◆ **Document**
•••••

A fourth stage is shown schematically in FIG. 5 and consists of a recess produced by polishing or mechanical thinning in the upper face 31 of the component 10.

The resin coated component is polished mechanically in order to simultaneously remove the resin coating 30 and a part of the substrate 11 over a certain thickness, until the height of the thus mechanically polished component attains a predetermined value H2 (measured from the circuit 24).

In the example at FIG. 6, the component 10 is only partially coated, as the resin coating 30 does not cover the upper surface of the component. This is known as under filling.

The stage shown in FIG. 5 is thus optional in the situation where the coating resin does not cover the upper surface of the component.

In a fifth stage, as shown schematically in FIG. 7, the component substrate is chemically etched.

The previous stage reveals the rear face of the substrate after removal of the resin coating. Thus a chemical etch is used (by using an appropriate liquid or a plasma). This etch removes the remaining substrate as far as the etch stop layer leaving undisturbed the inner surface of the resin coating.

This chemical etch thus has to operate selectively with respect to the etch stop layer and the coating resin i.e. able to remove the substrate without removing the etch stop layer nor the coating resin.

The sixth stage is shown schematically in FIG. 8.

Shown in this FIG. 8, in a longitudinal section, is the optical fibre 32 that is to be aligned with the component 10, i.e. that is to be coupled optically to the active zone 16 of this component.

The optical axis of this fibre or more precisely the optical axis of the core 34 of this fibre is denoted by X. The diameter of the fibre or more precisely the diameter of the optical cladding 36 of the fibre is denoted by DF. The optical axis of the component, i.e. the optical axis of the active zone of this component is denoted by Y. The aim is to align both axes X and Y.

In FIG. 8, the value ε is equal to half the difference between DL and DF.

In the sixth stage, the optical fibre is aligned opposite the cavity 38, which results in the removal of substrate. Thus the fibre can be inserted into this cavity.

Initially it is possible to coat the end of the fibre that is to be inserted into the bottom of the cavity with an adhesive, for example a polymerisable adhesive of the type that responds under the application of ultraviolet radiation.

The fibre is inserted into the cavity with an alignment error ε between the core and the active zone of the VCSEL.

FIG. 9 is a view from above of FIG. 8.

An alignment accuracy between the fibre and the component is thus obtained if:

• • the optical center (optical axis Y) of the component is perfectly centered with respect to the edges 39 of the moulding created using the resin 30 (it will be shown later that the required accuracy can be perfectly controlled)
  • the core of the fibre is perfectly centered with respect to the periphery of the optical cladding of this fibre.

After inserting the fibre into its socket, i.e. into cavity 38, it simply remains to cure the adhesive (for example if the adhesive is the type that polymerises under the application of ultraviolet radiation, then by the use of ultraviolet light).

FIG. 10 shows schematically a seventh stage in the process according to the invention, that produces a device in accordance with the invention in which the optical fibre 32 is inserted into the cavity 38 and firmly connected to the component 10.

•••••

◆ **Set problem A**
How many lines of the records contain the word "noun"? Case counts, so give only the number.

•••••

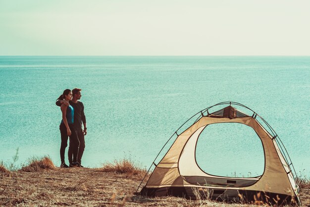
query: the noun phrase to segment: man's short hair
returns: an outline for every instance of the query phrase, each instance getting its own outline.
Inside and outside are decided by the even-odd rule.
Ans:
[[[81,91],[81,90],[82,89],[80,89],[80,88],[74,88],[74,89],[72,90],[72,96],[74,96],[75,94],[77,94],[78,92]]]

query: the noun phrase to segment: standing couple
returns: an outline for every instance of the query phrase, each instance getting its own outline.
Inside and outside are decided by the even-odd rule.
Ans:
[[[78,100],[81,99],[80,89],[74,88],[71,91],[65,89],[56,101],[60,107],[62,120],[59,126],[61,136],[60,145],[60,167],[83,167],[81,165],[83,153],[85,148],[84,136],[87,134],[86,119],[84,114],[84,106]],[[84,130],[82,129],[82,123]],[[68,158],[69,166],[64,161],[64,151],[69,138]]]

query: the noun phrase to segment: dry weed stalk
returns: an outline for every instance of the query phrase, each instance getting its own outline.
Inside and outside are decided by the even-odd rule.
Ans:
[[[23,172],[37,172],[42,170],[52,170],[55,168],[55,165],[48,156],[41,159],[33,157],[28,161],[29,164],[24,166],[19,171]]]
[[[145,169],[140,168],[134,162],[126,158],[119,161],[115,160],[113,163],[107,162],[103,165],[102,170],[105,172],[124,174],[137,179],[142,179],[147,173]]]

•••••

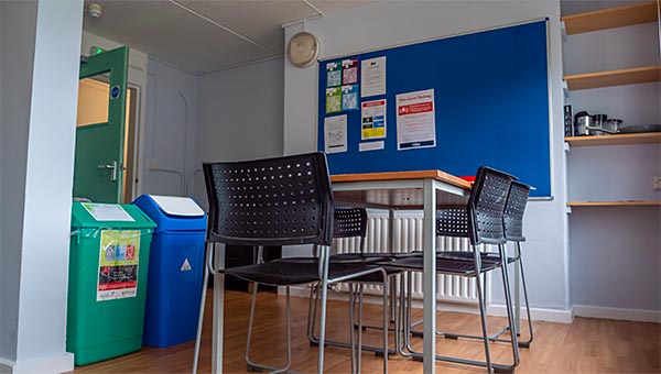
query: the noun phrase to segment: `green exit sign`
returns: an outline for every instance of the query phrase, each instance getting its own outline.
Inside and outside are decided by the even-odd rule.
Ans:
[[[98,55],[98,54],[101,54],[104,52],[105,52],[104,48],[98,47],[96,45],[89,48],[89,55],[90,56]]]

•••••

◆ **Set problem B**
Answer these questions from the text on aligning an optical fibre with a component:
(i) Which figure shows the fifth stage?
(ii) What is the term for a component being only partially coated, with the resin coating leaving its upper surface uncovered?
(iii) What letter denotes the optical axis of the component?

◆ **Final answer A**
4

◆ **Final answer B**
(i) FIG. 7
(ii) Under filling
(iii) Y